# START OF Records to process
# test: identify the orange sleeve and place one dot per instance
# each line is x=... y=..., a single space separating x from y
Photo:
# END OF Records to process
# START OF Records to process
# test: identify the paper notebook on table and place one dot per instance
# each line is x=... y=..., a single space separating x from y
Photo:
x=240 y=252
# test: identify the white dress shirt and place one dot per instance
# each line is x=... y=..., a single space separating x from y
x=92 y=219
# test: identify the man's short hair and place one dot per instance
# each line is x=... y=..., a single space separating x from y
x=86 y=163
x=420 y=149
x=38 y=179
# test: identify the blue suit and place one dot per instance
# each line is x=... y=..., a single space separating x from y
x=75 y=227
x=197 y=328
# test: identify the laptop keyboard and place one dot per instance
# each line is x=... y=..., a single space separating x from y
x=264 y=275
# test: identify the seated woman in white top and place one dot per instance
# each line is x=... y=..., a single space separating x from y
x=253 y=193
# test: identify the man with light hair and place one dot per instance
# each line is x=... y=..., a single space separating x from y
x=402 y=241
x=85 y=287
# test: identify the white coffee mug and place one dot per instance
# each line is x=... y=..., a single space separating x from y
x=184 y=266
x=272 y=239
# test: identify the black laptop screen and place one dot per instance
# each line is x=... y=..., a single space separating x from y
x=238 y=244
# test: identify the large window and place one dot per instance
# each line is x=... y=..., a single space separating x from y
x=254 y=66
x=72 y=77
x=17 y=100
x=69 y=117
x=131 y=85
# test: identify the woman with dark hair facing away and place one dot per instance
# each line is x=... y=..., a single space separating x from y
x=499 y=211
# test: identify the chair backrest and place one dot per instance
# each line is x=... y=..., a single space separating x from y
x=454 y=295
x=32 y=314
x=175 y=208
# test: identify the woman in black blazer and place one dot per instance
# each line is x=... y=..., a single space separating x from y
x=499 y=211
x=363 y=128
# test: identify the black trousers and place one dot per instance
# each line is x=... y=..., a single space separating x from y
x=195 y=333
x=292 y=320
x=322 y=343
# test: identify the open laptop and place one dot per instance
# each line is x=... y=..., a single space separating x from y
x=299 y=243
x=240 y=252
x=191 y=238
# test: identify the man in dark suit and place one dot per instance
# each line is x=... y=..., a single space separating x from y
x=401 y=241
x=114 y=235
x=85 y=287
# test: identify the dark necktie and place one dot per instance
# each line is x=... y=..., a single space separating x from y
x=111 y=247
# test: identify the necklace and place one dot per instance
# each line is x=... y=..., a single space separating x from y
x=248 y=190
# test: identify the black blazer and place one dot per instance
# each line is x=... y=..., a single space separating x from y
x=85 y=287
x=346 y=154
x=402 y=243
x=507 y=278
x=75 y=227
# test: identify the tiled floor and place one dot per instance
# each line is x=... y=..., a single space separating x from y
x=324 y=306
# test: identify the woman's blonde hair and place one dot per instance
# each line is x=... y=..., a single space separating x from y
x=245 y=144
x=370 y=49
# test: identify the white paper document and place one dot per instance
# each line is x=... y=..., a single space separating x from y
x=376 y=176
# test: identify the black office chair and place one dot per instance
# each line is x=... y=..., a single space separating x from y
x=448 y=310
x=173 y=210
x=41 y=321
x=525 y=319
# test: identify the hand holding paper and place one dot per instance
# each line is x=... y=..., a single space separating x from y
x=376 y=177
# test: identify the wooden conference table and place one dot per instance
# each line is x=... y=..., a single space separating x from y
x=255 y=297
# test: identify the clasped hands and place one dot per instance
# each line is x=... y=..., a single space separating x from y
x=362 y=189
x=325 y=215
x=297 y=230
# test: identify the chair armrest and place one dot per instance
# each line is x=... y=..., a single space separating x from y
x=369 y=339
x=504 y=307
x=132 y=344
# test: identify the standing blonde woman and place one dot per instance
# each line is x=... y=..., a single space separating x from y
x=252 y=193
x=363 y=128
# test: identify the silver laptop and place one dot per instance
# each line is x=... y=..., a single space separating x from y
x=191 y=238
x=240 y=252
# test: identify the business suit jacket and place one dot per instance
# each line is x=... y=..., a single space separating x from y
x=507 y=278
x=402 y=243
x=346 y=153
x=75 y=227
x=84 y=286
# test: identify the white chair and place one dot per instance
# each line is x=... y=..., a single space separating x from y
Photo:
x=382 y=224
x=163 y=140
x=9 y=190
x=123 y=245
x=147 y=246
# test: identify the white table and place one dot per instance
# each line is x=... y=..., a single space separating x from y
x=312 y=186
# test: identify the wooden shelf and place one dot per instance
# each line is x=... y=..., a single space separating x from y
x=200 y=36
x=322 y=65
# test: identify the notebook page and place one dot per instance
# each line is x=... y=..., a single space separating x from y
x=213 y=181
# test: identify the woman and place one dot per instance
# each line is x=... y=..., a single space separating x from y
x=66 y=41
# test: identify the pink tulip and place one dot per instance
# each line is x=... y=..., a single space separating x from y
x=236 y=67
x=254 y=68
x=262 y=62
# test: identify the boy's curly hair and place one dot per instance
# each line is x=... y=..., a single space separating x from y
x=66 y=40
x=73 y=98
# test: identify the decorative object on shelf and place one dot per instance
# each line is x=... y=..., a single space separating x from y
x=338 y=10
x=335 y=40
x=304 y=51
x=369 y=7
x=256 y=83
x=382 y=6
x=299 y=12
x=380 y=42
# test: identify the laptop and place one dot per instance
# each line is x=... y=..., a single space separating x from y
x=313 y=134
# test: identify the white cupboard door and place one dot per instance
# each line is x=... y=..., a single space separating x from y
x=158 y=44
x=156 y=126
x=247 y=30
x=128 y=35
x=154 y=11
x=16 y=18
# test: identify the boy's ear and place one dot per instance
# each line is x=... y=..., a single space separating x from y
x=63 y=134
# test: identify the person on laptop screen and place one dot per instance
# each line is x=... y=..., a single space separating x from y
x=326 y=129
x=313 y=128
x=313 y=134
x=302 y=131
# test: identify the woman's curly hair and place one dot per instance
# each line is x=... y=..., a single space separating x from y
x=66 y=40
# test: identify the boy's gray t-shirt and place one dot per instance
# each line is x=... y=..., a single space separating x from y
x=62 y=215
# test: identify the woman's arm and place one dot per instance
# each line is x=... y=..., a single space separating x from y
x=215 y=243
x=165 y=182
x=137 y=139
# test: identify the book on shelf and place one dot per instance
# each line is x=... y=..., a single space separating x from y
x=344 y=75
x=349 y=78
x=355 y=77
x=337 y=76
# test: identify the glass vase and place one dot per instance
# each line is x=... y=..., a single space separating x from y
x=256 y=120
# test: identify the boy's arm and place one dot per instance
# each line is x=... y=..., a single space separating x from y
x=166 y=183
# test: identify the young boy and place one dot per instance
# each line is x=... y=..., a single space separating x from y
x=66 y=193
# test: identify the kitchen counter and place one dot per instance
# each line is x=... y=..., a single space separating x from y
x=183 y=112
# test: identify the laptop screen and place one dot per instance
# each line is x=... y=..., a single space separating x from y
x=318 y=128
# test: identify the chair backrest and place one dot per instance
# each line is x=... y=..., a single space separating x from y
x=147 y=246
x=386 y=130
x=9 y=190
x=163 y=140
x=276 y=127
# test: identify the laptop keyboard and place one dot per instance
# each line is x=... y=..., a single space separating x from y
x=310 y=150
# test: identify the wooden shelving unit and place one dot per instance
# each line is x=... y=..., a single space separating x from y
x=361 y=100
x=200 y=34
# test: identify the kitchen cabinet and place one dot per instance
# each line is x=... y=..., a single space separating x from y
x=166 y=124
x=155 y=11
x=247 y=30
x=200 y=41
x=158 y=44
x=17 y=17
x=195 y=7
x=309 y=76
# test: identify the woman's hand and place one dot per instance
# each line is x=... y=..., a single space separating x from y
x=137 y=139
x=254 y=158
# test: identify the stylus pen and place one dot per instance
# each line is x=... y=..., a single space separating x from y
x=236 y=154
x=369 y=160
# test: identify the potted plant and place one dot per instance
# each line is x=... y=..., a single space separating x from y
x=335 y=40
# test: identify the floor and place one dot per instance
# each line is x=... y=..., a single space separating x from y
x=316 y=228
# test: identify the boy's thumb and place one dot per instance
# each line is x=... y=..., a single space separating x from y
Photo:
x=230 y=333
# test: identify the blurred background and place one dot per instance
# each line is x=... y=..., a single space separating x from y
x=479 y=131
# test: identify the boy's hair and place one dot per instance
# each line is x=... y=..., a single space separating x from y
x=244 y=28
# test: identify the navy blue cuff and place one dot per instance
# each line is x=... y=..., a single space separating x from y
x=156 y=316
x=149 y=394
# END OF Records to process
# START OF Records to process
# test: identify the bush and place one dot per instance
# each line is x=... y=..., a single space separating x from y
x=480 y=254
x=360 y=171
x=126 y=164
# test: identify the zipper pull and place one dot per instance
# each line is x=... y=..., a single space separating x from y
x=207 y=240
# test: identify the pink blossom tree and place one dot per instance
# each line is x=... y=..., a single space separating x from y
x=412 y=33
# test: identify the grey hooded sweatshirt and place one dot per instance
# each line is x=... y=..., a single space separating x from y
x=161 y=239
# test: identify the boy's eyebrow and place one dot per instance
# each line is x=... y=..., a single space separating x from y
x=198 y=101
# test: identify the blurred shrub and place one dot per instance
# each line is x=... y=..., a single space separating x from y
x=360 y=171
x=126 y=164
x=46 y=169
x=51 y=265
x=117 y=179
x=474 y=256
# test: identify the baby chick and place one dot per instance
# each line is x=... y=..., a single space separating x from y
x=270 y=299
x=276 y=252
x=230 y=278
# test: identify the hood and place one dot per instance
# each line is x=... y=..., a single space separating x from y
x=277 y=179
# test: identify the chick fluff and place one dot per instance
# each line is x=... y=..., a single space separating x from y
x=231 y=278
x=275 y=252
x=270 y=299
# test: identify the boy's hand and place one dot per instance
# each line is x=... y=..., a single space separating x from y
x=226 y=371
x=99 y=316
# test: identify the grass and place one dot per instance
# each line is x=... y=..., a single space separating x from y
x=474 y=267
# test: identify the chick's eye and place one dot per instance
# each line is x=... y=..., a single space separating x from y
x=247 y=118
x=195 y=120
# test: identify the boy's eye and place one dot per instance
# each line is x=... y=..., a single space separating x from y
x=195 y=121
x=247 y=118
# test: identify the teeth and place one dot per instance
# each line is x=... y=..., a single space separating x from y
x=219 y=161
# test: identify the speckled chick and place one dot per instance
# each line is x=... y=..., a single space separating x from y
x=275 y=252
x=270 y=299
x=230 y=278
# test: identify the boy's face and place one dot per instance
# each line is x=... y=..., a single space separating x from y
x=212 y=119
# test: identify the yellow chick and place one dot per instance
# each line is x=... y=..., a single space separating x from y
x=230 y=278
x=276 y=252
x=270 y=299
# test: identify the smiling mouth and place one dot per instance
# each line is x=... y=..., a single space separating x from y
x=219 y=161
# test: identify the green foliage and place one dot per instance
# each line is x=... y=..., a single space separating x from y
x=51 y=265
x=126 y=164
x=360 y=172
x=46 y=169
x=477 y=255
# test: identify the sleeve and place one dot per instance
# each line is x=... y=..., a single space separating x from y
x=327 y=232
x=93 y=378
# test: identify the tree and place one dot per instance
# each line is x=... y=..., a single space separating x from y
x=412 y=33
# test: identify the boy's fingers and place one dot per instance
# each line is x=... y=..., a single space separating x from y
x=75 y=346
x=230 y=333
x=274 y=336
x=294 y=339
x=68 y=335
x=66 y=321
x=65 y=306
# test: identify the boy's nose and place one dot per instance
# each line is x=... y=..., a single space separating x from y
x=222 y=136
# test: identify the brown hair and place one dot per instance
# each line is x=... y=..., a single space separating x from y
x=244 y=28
# END OF Records to process
Your instructions - Extract the stretch of rows from the one containing "# test: identify the young" through the one containing "x=318 y=128", including both of those rows, and copy them character for character.

Right answer -
# test: identify the young boy and place one dot per instance
# each line is x=... y=..., a single space separating x from y
x=66 y=193
# test: identify the kitchen counter and place one dot per instance
# each line is x=... y=..., a single space separating x from y
x=183 y=112
# test: identify the laptop screen and place one dot per instance
# each line is x=... y=..., a single space separating x from y
x=318 y=128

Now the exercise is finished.